>>>
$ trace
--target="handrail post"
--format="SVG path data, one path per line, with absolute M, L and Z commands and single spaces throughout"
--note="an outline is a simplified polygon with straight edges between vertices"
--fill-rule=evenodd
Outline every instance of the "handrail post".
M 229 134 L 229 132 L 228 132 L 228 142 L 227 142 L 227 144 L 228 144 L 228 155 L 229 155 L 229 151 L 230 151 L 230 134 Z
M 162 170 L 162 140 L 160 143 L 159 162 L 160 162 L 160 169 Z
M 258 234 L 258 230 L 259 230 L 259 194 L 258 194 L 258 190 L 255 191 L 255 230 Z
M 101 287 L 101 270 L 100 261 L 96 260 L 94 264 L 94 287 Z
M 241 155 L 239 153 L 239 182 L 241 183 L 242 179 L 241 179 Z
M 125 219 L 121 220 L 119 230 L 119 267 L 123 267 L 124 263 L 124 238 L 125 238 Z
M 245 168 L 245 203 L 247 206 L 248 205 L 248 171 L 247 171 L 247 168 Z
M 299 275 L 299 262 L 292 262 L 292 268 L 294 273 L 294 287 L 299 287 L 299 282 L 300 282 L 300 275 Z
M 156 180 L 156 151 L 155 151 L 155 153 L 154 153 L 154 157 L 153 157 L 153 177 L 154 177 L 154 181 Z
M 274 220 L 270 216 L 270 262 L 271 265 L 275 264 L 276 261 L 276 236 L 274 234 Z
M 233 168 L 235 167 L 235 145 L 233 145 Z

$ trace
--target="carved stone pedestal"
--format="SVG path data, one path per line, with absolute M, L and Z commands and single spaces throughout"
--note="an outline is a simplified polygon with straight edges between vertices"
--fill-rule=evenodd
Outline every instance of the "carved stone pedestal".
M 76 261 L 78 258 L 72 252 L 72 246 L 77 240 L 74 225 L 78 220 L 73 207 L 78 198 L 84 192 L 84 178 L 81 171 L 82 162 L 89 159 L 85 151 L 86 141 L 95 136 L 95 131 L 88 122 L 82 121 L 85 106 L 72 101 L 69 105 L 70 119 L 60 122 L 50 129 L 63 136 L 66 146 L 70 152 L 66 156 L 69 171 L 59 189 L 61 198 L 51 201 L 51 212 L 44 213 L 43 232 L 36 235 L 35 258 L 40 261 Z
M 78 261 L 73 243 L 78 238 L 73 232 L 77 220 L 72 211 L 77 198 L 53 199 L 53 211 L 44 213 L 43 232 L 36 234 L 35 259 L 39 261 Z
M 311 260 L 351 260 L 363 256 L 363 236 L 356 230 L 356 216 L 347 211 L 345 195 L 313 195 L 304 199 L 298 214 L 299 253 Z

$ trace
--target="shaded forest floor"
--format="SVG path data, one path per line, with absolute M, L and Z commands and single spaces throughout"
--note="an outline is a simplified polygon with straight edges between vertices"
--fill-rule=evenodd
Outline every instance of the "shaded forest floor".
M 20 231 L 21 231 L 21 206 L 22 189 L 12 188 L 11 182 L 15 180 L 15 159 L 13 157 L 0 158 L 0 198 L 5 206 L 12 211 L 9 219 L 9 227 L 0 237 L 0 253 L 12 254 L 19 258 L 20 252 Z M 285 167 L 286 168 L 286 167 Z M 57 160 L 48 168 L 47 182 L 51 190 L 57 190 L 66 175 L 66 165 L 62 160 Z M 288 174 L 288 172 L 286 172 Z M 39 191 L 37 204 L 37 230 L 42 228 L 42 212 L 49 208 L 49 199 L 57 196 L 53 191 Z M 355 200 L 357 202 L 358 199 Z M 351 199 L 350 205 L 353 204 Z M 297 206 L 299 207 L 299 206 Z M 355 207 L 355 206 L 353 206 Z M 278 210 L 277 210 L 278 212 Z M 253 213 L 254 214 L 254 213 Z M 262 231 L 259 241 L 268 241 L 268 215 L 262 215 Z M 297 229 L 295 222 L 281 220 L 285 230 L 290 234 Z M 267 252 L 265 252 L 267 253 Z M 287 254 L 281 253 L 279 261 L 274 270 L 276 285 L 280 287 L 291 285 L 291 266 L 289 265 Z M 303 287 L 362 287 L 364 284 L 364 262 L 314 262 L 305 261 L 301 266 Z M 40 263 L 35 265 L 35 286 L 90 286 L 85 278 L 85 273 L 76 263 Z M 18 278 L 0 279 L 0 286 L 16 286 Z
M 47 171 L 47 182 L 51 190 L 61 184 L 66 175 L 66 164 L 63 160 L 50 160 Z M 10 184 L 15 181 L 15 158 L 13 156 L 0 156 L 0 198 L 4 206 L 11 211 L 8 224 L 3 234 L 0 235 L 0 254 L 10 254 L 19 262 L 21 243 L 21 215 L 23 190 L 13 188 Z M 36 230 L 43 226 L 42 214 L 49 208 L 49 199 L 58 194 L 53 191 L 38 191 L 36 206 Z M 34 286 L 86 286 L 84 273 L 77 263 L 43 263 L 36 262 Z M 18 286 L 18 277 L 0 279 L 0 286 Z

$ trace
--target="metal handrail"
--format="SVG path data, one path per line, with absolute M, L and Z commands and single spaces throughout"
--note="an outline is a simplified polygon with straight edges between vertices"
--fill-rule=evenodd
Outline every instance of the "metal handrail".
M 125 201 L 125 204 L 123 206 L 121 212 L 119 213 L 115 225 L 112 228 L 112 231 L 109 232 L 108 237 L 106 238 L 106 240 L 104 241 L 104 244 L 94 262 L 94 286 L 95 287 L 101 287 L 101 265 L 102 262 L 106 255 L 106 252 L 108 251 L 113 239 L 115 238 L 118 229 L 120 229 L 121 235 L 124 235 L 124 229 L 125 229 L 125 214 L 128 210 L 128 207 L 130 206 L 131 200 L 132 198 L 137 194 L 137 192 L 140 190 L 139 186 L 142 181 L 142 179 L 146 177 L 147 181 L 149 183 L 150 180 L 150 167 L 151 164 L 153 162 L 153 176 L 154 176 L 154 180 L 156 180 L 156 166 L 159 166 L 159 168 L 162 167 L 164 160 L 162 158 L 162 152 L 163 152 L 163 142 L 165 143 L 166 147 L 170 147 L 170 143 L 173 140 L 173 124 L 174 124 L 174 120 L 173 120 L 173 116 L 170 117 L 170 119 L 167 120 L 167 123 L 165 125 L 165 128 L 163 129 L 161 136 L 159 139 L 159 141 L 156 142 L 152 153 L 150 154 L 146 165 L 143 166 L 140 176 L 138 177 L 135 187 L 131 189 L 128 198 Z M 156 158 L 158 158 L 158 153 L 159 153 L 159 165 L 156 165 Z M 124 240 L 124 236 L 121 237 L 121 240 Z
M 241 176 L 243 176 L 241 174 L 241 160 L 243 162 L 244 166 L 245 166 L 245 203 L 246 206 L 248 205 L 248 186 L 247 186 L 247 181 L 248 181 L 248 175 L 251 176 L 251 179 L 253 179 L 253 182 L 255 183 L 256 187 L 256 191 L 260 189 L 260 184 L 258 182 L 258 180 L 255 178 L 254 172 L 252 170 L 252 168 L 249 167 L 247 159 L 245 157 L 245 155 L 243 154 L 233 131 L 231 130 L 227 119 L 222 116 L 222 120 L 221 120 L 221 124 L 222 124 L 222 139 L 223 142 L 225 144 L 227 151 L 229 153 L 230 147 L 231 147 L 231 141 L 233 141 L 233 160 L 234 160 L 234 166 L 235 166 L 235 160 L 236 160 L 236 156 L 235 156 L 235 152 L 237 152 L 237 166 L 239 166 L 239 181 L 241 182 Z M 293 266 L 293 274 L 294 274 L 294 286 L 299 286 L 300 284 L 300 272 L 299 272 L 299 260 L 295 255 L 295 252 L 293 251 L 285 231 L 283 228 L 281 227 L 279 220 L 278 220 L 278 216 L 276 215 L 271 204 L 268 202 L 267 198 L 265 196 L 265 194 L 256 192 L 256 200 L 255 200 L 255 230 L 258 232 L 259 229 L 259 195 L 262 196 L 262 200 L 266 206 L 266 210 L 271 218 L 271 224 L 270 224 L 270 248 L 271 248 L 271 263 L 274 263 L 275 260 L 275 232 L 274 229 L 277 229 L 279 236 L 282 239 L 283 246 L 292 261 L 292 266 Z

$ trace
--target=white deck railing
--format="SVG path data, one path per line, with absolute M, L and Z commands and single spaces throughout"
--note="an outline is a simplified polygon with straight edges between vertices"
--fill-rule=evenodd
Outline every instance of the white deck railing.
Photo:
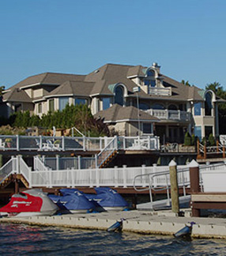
<<<
§ **Required task**: Print the lines exactly, starting with the first line at the top and going on through the line with "M 233 168 L 235 167 L 235 145 L 233 145 Z", both included.

§ **Correct response**:
$ trace
--target="handrail post"
--format="SVG path data, one path per line, with absolute M, L and Z commands and single spaces throughout"
--note="an outline is a simplified polygon with straight edges between vertices"
--fill-rule=evenodd
Outline every instance of the "handrail post".
M 229 134 L 229 132 L 228 132 L 228 142 L 227 142 L 227 144 L 228 144 L 228 155 L 229 155 L 229 151 L 230 151 L 230 134 Z
M 162 170 L 162 140 L 160 143 L 159 162 L 160 162 L 160 169 Z
M 258 234 L 258 230 L 259 230 L 259 194 L 258 194 L 258 190 L 255 191 L 255 230 Z
M 101 287 L 101 270 L 100 261 L 96 260 L 94 264 L 94 287 Z
M 241 155 L 239 153 L 239 182 L 241 183 L 242 179 L 241 179 Z
M 125 219 L 121 220 L 119 230 L 119 267 L 123 267 L 124 263 L 124 238 L 125 238 Z
M 245 168 L 245 203 L 247 206 L 248 205 L 248 171 L 247 171 L 247 168 Z
M 299 275 L 299 262 L 292 262 L 292 268 L 294 273 L 294 287 L 299 287 L 299 282 L 300 282 L 300 275 Z
M 156 180 L 156 151 L 155 151 L 155 153 L 154 153 L 154 157 L 153 157 L 153 177 L 154 177 L 154 181 Z
M 274 220 L 270 216 L 270 262 L 271 265 L 275 264 L 276 261 L 276 236 L 274 234 Z
M 233 168 L 235 167 L 235 145 L 233 145 Z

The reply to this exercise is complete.